> _The request_
Copy every one of the following entries word for word, with nothing changed.

> _Task inputs_
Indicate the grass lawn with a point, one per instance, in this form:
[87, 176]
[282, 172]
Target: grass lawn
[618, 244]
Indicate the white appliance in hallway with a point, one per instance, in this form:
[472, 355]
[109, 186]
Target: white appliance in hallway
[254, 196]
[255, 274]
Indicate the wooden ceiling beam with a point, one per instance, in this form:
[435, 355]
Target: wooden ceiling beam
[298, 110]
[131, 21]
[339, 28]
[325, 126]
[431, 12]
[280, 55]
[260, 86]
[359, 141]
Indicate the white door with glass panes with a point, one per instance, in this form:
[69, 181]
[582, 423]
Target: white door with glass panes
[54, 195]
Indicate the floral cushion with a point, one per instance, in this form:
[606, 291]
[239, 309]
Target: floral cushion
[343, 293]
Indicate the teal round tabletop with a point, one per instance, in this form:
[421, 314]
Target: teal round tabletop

> _Result for this exercise_
Indicate the grass lawn with a point, one per instance, in this form:
[87, 176]
[282, 172]
Target: grass lawn
[618, 244]
Indicate the white appliance in hallway with a point, one per instance, in this form:
[472, 355]
[109, 186]
Target: white appliance in hallway
[254, 196]
[255, 274]
Indicate the wooden ceiling beam with a point, one per instance, in this form:
[435, 355]
Target: wooden ceiling beam
[298, 110]
[131, 21]
[339, 28]
[325, 126]
[431, 12]
[280, 55]
[260, 86]
[359, 141]
Indicate the white door with glass panes with a point, one per instance, in this form:
[69, 181]
[582, 423]
Target: white door with glass panes
[54, 195]
Indicate the floral cushion with a point, one per instance, in this form:
[606, 291]
[239, 309]
Target: floral cushion
[343, 293]
Indicate the teal round tabletop with a point, one per instance, in this form:
[421, 314]
Target: teal round tabletop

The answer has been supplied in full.